_WORK ITEM_
Using the data below, return all lines in which "striped" appears.

(DATA)

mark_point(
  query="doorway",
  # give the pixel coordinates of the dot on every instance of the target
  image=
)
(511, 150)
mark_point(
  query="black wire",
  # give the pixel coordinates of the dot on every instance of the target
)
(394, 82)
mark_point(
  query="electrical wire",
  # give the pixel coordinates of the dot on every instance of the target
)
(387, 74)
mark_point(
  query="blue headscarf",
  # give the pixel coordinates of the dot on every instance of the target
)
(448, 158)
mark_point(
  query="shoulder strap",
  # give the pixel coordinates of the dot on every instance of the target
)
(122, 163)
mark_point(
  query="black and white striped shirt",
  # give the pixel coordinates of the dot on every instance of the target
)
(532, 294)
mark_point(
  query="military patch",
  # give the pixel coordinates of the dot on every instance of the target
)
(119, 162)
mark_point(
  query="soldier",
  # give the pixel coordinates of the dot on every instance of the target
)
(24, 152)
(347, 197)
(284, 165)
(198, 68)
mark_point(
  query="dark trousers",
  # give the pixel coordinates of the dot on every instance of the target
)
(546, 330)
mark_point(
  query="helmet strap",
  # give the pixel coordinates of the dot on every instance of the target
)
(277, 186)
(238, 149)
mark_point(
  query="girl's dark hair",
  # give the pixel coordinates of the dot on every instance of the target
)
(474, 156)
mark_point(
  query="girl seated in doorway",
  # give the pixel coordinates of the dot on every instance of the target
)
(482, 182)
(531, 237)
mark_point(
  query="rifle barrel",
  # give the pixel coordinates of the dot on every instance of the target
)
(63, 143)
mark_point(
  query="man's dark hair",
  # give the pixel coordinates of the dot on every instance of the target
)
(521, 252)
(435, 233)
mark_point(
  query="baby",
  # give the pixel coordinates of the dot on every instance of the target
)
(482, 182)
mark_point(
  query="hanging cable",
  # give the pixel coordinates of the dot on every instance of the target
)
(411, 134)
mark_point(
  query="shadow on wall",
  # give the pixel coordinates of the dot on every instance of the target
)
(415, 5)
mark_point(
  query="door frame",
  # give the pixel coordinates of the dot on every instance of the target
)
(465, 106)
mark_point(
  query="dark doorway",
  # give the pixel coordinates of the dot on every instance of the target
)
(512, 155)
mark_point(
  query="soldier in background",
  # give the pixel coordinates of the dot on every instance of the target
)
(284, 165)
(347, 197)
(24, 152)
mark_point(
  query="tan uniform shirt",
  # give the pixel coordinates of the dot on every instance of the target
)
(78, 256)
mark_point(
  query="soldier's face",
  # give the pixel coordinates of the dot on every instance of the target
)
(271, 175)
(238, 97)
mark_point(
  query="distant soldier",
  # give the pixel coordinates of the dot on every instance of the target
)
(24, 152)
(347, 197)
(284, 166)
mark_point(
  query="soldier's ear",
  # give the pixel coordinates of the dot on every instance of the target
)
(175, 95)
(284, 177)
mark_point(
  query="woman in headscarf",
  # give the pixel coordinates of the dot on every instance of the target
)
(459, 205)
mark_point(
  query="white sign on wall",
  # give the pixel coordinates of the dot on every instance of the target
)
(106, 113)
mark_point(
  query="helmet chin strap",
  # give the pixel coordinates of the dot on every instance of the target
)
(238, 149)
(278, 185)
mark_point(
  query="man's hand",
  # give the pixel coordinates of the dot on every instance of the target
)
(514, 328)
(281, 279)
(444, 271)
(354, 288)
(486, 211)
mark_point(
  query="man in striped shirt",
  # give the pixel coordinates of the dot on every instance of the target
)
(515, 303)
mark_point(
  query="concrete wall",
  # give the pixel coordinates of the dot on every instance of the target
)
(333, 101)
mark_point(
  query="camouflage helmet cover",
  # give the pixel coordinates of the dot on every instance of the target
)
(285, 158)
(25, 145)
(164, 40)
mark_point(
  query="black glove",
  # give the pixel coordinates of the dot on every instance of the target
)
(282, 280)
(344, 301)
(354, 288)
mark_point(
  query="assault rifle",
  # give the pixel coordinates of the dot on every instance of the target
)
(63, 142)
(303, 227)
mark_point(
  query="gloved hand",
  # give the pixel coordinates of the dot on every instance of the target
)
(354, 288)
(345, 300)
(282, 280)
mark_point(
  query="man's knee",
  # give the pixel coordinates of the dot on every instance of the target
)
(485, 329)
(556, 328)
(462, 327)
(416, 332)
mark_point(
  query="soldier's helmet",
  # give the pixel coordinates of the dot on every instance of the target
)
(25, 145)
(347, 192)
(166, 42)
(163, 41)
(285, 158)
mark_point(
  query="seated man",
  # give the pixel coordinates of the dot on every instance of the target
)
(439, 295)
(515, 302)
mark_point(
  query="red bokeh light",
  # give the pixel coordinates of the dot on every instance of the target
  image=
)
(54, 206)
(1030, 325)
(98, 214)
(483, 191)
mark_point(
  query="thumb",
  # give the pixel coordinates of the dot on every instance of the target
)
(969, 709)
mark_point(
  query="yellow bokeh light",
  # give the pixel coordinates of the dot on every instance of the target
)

(End DATA)
(DATA)

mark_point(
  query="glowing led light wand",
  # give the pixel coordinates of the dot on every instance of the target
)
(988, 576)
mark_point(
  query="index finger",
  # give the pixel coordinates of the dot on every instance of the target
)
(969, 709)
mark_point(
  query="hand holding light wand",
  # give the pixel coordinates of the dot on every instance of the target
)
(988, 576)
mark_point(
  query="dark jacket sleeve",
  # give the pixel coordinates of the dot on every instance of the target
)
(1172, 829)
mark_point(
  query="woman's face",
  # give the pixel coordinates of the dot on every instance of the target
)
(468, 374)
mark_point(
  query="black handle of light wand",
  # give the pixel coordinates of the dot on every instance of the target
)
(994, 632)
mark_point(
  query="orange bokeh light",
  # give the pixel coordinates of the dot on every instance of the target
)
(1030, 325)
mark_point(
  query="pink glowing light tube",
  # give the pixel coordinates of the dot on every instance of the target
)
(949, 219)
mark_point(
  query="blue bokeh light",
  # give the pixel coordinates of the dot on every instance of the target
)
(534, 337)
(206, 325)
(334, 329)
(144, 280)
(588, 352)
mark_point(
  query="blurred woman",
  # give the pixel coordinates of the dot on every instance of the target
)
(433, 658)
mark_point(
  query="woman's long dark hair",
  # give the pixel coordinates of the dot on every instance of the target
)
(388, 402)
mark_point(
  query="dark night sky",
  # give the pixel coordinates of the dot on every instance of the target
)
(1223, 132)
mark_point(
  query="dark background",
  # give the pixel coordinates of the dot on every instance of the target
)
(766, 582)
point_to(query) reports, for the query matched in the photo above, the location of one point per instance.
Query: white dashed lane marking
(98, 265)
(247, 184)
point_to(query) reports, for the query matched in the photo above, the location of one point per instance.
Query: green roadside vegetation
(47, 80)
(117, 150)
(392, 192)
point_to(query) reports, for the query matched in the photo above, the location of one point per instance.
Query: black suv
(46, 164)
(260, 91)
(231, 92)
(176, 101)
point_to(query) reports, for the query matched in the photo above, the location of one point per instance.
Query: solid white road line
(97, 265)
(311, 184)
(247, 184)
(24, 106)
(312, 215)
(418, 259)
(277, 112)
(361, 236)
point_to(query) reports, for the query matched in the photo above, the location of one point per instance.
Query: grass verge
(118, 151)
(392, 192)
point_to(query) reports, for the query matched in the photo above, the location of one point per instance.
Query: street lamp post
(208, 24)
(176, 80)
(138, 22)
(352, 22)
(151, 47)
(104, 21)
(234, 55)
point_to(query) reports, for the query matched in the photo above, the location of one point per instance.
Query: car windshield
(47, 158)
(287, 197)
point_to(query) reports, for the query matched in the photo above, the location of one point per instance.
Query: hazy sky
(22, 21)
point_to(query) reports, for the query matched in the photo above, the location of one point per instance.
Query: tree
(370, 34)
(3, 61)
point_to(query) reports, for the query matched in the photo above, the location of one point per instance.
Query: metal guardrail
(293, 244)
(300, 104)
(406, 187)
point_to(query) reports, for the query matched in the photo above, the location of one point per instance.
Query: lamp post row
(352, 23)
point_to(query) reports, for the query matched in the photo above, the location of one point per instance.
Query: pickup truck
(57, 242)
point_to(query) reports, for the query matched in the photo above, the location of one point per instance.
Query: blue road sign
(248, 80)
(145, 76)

(End DATA)

_RESULT FOR THIS TASK_
  query="black and white striped shirt",
  query="man in striped shirt",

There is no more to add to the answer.